(Pointing entries for named objects)
* * * * *
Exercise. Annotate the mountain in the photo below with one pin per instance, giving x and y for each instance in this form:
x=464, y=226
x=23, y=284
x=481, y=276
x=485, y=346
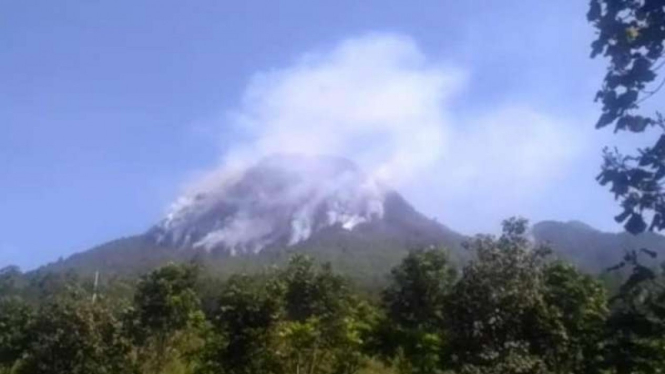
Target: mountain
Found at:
x=327, y=207
x=259, y=215
x=591, y=249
* * * * *
Return every line of the data above unchanged, with the pictures omitted.

Exercise. Annotate the mountain in the photo below with one pin per instance, giving x and y for each instance in this form:
x=464, y=226
x=23, y=284
x=481, y=276
x=485, y=346
Target: mountain
Found at:
x=327, y=207
x=259, y=215
x=591, y=249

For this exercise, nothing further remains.